- _Given data_:
+ + +
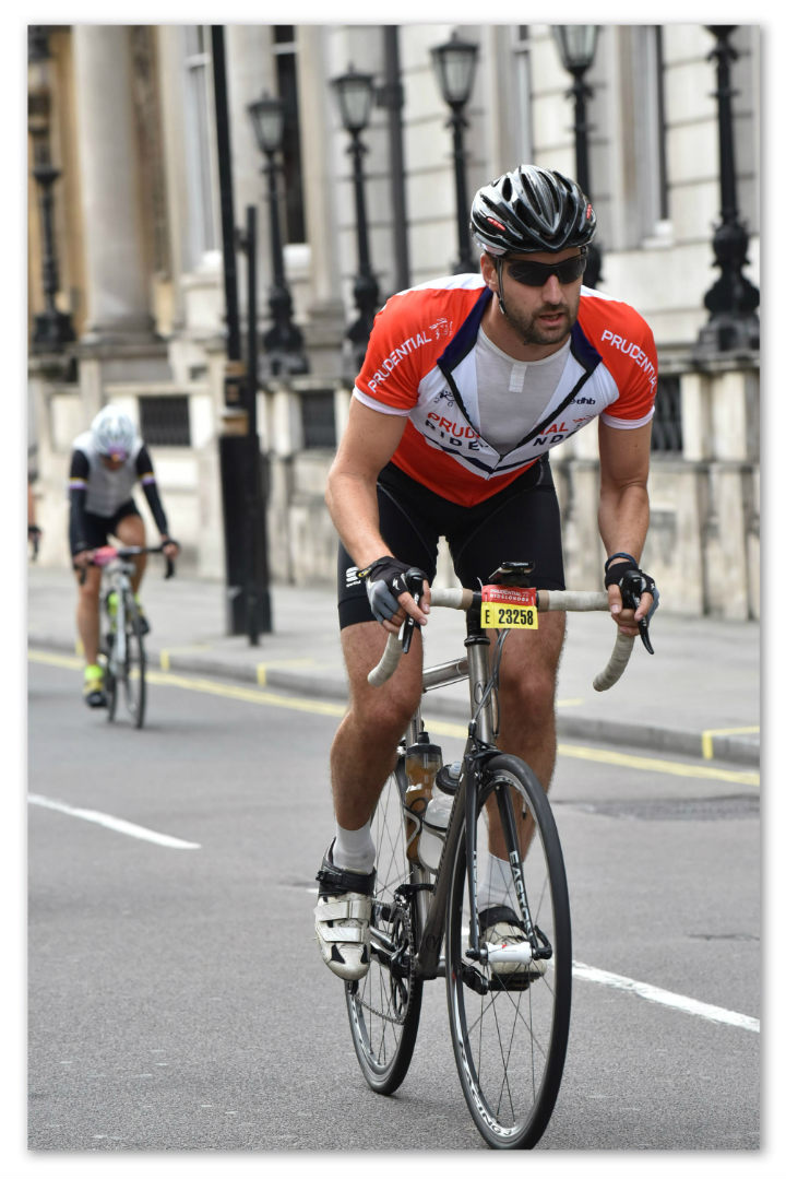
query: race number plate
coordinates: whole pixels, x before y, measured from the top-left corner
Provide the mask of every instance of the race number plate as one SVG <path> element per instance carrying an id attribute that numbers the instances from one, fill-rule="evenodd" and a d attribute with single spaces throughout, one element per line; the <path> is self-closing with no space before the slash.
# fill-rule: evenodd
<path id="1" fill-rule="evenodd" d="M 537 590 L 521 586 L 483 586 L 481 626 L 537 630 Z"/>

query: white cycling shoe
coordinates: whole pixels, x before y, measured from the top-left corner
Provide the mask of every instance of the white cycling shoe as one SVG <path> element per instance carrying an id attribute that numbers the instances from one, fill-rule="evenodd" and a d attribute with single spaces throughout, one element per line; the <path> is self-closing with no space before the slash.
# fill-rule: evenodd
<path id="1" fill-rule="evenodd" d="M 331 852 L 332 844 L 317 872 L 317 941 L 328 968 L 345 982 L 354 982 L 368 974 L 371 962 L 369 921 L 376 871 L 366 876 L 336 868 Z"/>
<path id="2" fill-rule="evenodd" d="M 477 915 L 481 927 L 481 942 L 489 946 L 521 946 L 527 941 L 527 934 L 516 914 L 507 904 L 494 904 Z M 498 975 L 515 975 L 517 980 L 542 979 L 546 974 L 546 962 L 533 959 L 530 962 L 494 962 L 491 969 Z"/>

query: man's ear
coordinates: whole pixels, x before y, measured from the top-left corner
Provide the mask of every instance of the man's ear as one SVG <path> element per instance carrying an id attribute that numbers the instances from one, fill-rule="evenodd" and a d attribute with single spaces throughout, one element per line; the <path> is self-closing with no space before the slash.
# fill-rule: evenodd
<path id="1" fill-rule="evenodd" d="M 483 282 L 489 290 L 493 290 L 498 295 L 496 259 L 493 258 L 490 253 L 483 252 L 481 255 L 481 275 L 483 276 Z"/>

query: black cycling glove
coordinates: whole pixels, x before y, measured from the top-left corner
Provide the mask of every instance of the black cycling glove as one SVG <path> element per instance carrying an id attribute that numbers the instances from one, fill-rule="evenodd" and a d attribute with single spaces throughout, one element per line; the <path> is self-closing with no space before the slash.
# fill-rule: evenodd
+ + +
- _Task instructions_: Rewrite the items starting at their beginning and ending at the line that contains "Provide the mask of every instance of the race", with "race number plate" replaced by "bib number" and everything else unchanged. Leave the pictures out.

- _The output_:
query: bib number
coordinates: whole pixels, x before y, measured from the top-left corner
Provide the mask of every instance of the bib number as one SVG <path> element per instance carrying an id attribute that numbers the instances from one, fill-rule="evenodd" and a d attribute with single spaces throughout, one element per line; the <path> is self-closing with no space before the slash.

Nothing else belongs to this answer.